-- Exercise brief --
Please extract, word for word, the passage of the obituary below that runs from "Joe’s enthusiasm for" up to and including "comets and ‘exoplanets’.".

----- Document segment

McCallJoeresized.jpgIt may surprise readers of this magazine to learn that Dr Joe McCall, who has died aged 92, ‘retired’ in 1991, after a long career. Since then, most will have associated his name with Geoscientist, on whose Editorial Board he was the longest-serving member, for over 225 issues.

Joe’s enthusiasm for the magazine, which was created from the IG publication British Geologist in 1991, was inspired by his concern that Earth scientists increasingly work in narrow fields, and needed to have other aspects of their science interpreted for them. His own beat however remained incredibly large, embracing the Archaean, Vendian/Ediacaran fossils, hominids in the Rift Valley (where he worked with the Leakeys), carbonatites, caldera volcanoes, mass extinctions, plate tectonics, environmental geology, diamonds and gold, meteoritics, planetology, asteroids, comets and ‘exoplanets’.

----------
----- Records provided

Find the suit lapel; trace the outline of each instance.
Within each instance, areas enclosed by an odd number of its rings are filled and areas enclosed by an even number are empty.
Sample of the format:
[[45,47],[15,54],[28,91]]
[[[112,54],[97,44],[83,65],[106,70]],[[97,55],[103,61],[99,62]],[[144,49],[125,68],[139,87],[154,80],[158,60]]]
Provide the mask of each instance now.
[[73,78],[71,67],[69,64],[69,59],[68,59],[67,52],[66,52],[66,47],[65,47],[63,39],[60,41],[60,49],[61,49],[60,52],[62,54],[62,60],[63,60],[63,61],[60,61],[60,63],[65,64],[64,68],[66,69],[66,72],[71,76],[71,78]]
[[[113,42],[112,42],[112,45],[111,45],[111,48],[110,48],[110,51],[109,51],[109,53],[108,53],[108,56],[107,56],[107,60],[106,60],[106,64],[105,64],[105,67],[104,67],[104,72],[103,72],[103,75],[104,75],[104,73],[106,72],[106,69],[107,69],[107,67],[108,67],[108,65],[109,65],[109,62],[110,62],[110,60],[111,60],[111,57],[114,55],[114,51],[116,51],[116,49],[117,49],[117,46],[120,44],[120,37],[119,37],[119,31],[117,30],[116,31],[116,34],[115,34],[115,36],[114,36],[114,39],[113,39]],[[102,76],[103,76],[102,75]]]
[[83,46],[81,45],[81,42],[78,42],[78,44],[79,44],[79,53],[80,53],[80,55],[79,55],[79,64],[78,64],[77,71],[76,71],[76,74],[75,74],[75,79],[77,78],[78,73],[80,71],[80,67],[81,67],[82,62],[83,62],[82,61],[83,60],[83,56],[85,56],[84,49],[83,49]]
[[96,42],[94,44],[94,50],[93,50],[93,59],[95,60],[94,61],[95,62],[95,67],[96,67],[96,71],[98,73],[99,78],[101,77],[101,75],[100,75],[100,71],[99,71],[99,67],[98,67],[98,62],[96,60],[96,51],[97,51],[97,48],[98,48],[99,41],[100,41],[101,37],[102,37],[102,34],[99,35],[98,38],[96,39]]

----------

-- Response to the task --
Joe’s enthusiasm for the magazine, which was created from the IG publication British Geologist in 1991, was inspired by his concern that Earth scientists increasingly work in narrow fields, and needed to have other aspects of their science interpreted for them. His own beat however remained incredibly large, embracing the Archaean, Vendian/Ediacaran fossils, hominids in the Rift Valley (where he worked with the Leakeys), carbonatites, caldera volcanoes, mass extinctions, plate tectonics, environmental geology, diamonds and gold, meteoritics, planetology, asteroids, comets and ‘exoplanets’.